**Pagina**

================================

E' stato già detto, e lo confermo, che se uno vuole la fattura dall'agente assicurativo la deve chiedere espressamente e gli viene rilasciata, anche se in pratica di fatture di quel genere ne vedo una ogni tre anni. Vi ricordo comunque che la voce "imposta" non si riferisce all'iva ma all'imposta sulle assicurazioni.
Sono comunque d'accordo con chi sostiene che tanto non cambia nulla e che non frega niente a nessuno, ma con i futuri elenchi clienti-fornitori come la mettiamo ? 
Decidete voi.

----------


## seta

Concordo pienamente con quanto affermato da Speedy.   

> Mi permetto ribadire, in accordo con chi lo ha sostenuto prima di me, che le quietanze assicurative sono ricevute e non fatture, per cui vanno trattate in conseguenza ai fini contabili.

================================

Record di etichettatura delle posizioni
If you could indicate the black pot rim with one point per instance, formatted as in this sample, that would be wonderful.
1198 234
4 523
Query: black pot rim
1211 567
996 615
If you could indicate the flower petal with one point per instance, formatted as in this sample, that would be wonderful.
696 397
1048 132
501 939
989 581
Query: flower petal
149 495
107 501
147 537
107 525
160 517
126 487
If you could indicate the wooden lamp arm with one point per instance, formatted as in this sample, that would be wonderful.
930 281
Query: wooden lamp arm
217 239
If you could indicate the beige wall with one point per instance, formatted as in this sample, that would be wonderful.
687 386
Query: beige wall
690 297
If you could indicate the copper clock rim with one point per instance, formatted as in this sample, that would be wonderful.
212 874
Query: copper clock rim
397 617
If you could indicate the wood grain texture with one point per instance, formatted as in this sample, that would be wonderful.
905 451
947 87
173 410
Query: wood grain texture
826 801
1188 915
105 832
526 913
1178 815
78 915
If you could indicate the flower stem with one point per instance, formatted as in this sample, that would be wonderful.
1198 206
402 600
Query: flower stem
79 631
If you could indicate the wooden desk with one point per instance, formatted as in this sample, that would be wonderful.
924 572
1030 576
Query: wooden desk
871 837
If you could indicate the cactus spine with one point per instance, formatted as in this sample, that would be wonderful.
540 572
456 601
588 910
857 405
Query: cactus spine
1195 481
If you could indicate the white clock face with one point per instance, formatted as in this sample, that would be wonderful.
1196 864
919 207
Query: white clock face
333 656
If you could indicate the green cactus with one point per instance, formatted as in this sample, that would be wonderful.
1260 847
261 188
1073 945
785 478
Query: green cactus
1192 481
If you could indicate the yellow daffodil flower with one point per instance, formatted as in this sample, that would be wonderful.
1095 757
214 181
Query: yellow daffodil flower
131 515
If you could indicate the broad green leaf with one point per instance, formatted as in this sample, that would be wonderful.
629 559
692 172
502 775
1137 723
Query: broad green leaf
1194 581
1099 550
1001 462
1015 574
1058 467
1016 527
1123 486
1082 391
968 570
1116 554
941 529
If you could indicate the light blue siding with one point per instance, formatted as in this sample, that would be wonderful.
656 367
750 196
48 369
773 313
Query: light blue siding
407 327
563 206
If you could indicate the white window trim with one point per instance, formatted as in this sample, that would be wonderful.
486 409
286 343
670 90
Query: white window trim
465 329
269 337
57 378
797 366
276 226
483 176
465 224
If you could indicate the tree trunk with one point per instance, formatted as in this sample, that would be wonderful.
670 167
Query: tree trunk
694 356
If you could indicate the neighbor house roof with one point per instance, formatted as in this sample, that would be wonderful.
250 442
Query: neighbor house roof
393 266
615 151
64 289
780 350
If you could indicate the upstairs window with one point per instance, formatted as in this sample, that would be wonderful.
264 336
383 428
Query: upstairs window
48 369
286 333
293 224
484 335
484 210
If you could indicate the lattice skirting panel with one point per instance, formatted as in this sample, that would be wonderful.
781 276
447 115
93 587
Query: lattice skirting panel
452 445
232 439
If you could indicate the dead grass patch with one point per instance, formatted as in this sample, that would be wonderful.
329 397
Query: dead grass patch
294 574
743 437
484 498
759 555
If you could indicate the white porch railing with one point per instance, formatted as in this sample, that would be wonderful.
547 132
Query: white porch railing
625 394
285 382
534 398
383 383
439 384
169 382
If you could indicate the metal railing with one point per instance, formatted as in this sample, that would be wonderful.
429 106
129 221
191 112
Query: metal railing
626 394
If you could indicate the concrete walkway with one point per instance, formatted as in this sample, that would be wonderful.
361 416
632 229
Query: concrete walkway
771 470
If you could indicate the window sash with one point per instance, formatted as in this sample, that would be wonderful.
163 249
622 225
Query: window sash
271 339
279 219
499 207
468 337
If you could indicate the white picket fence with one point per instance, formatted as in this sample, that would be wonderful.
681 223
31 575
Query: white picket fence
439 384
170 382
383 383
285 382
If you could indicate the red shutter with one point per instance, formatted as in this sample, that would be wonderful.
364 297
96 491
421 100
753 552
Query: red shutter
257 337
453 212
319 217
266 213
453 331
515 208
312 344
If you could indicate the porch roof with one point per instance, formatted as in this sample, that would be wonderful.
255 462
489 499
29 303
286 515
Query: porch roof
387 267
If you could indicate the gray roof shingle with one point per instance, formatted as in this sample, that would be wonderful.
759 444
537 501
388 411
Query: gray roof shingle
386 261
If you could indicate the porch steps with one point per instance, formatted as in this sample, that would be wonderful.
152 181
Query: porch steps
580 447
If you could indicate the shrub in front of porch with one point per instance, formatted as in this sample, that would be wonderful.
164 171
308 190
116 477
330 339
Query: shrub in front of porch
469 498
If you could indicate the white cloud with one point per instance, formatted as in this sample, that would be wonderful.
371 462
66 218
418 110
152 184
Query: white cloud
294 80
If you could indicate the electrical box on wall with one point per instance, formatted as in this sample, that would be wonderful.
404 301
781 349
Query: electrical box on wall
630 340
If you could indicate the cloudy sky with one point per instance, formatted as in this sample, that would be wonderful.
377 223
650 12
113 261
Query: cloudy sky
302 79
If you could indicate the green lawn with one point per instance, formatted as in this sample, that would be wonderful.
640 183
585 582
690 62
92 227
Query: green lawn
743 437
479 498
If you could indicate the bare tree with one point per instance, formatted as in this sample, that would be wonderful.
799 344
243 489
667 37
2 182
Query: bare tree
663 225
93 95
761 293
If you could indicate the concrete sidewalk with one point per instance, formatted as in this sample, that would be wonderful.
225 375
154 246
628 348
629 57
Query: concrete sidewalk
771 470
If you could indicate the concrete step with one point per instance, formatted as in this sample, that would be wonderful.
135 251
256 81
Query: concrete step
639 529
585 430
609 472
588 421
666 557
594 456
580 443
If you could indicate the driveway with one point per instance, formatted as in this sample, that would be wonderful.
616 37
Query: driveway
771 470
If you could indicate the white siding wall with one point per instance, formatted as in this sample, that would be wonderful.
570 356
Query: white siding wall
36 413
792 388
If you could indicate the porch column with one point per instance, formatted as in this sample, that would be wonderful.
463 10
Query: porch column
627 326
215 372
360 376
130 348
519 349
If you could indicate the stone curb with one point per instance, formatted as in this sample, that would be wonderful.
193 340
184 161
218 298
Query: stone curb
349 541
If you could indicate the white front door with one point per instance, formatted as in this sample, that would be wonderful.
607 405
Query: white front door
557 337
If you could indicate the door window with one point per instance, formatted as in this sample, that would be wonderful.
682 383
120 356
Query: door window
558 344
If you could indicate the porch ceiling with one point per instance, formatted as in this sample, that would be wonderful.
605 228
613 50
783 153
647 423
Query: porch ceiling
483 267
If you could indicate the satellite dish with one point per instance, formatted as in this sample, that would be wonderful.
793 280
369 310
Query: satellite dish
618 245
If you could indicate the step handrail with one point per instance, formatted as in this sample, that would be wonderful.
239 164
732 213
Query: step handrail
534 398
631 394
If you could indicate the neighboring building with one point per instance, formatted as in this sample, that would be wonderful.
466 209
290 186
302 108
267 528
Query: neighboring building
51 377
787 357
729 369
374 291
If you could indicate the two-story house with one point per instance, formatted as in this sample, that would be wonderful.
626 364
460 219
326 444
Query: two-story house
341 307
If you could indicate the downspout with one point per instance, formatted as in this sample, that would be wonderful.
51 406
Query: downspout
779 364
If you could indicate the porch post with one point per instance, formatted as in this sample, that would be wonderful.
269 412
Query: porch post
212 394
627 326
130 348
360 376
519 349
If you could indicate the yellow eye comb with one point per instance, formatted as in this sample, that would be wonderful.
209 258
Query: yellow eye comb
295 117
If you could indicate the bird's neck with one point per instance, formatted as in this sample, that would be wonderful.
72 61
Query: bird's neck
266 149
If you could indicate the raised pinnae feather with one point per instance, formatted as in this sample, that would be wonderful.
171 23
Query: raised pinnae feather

================================

**Le sfide**
1) Rispondi a queste domande sulla discussione relativa alle fatture assicurative:
(a) Secondo il primo intervento, a che cosa si riferisce la voce "imposta"?
(b) Ogni quanto tempo l'autore del primo intervento dice di vedere fatture di quel genere?
(c) Con chi si dichiara pienamente d'accordo il secondo intervento?
2) Calcola quante righe dei record contengono la stringa "cactus", distinguendo tra maiuscole e minuscole. Scrivi soltanto il numero.
Il testo e i record non hanno alcun legame tra loro.

**I risultati**
1)
(a) All'imposta sulle assicurazioni, non all'IVA.
(b) Una ogni tre anni.
(c) Con Speedy.

2) 4